:: Record set ::
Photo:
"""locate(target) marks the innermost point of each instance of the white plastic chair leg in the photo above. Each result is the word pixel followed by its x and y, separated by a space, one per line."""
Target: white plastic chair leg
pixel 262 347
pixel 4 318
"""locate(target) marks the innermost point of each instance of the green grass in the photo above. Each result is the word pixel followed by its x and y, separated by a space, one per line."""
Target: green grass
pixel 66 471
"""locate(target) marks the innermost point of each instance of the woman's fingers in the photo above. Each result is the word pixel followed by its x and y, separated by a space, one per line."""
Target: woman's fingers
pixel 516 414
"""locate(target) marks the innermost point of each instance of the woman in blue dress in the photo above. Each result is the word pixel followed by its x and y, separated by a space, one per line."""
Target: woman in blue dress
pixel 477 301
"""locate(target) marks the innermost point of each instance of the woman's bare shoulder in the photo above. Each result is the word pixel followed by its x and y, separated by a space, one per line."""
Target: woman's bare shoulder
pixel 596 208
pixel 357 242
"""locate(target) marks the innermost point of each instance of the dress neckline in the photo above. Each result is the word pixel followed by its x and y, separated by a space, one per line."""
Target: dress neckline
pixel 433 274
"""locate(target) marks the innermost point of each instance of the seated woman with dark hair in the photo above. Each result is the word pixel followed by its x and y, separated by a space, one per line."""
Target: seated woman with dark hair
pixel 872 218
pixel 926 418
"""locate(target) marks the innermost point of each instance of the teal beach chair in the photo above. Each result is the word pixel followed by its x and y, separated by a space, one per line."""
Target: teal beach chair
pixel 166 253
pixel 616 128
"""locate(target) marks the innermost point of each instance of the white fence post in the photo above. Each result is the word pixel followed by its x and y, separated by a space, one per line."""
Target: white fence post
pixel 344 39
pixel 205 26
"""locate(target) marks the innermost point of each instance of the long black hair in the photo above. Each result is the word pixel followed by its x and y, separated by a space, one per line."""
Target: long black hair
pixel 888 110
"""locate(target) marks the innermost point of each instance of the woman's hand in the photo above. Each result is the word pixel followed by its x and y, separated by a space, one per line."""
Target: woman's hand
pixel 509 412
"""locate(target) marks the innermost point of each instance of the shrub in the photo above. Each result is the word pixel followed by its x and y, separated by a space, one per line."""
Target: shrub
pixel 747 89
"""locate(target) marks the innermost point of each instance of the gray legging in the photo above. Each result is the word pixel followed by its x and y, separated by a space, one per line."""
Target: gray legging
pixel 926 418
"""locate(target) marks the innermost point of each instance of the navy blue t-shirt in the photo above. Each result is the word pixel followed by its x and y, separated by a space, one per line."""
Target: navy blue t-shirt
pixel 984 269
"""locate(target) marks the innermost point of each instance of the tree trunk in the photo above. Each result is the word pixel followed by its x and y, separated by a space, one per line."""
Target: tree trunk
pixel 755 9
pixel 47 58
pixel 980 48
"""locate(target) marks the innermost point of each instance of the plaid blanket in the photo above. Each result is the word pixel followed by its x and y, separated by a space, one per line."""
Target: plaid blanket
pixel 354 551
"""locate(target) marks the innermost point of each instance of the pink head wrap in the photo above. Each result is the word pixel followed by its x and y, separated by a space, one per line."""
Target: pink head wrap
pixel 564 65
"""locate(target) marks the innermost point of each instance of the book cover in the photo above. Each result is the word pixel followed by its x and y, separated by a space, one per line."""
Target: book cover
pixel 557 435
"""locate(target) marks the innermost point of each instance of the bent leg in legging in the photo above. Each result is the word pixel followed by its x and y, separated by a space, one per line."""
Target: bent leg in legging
:::
Job –
Reproduce all of the material above with every occurrence of "innermost" changed to "central". Leave everything else untouched.

Result of this exercise –
Photo:
"""locate(target) marks the central point of each instance of the white plastic chair leg in the photo above. Each result is the word pixel followed by its x and y, separated by a space, one per line."""
Target: white plastic chair leg
pixel 262 347
pixel 4 318
"""locate(target) marks the central point of each instance of the green grass in the photo above. Each result is the word pixel followed by its x and y, separated by a space, one per line."""
Target: green grass
pixel 66 471
"""locate(target) marks the central point of each instance of the woman's fingers in the photo above. Each result is the word pixel followed by its x and y, separated by a space, one per line."""
Target: woman's fingers
pixel 516 414
"""locate(target) marks the central point of each instance of the woman in blue dress in the photo above. Each result is the word pixel followed by its x and y, separated by a space, one per line."""
Target: woman in blue dress
pixel 477 301
"""locate(target) marks the central point of each instance of the woman's bare shoulder in the photo above. Each result is the word pixel followed by its x and y, separated by a space, one per line."""
Target: woman's bare shoulder
pixel 596 208
pixel 357 242
"""locate(target) marks the central point of each instance of the dress neckline in the photo above. Each result is the word pixel followed by its x and y, separated by a space, one per line."""
Target: dress neckline
pixel 433 274
"""locate(target) marks the central point of each instance of the seated woman with dark hair in the photo above. Each result is the word pixel followed by its x and y, separated by a space, one per line."""
Target: seated woman with dark hair
pixel 872 218
pixel 926 418
"""locate(target) marks the central point of each instance of the teal beach chair in the photo above. Each result is the word pixel followed by its x and y, separated by a space, one per line."""
Target: teal beach chair
pixel 166 253
pixel 616 128
"""locate(target) marks the central point of each instance of the white fence post in the photo above. Each result is the word pixel followed by its x and y, separated by a space, one per line."""
Target: white fence post
pixel 344 39
pixel 205 26
"""locate(target) marks the central point of each instance of the long black hair in the photo above. Each result is the word pixel followed by its x and y, separated by a space, one per line."""
Target: long black hair
pixel 888 110
"""locate(target) marks the central point of each instance of the woman's hand in the photo above. Each result is the word pixel followed by its x and y, separated by a space, one per line."""
Target: woman's hand
pixel 509 412
"""locate(target) marks the central point of each instance of the shrub in the photo above. Each result is the word pixel followed by its x and y, separated by a space, one per line."""
Target: shrub
pixel 747 89
"""locate(target) marks the central point of each instance of the gray legging in the photo above. Each result is the word pixel followed by its x and y, separated by a space, one per line."""
Target: gray legging
pixel 926 418
"""locate(target) marks the central point of each instance of the navy blue t-shirt in the photo above. Each result is the word pixel followed by its x and y, separated by a space, one per line."""
Target: navy blue t-shirt
pixel 984 269
"""locate(target) marks the central point of each instance of the tree trunk in the photo above. Each result is the word pixel followed by its x and y, separated by a space, one per line."""
Target: tree trunk
pixel 755 9
pixel 47 58
pixel 980 48
"""locate(target) marks the central point of each instance of the plaid blanket in the photo above. Each result is the word pixel followed by its x and y, separated by a space, one per line."""
Target: plaid blanket
pixel 354 551
"""locate(target) marks the central point of each instance of the pink head wrap in the photo above. Each result is the word pixel followed by its x and y, separated by a space, one per line."""
Target: pink head wrap
pixel 564 65
"""locate(target) marks the central point of each instance of the book cover in the photo above. Each result is the word pixel followed by its x and y, separated by a space, one per line."""
Target: book cover
pixel 557 435
"""locate(target) marks the central point of each instance of the bent leg in legging in the photo above. Each result is the word pixel followed by its x and y, separated by a space, one per line."""
Target: bent leg in legging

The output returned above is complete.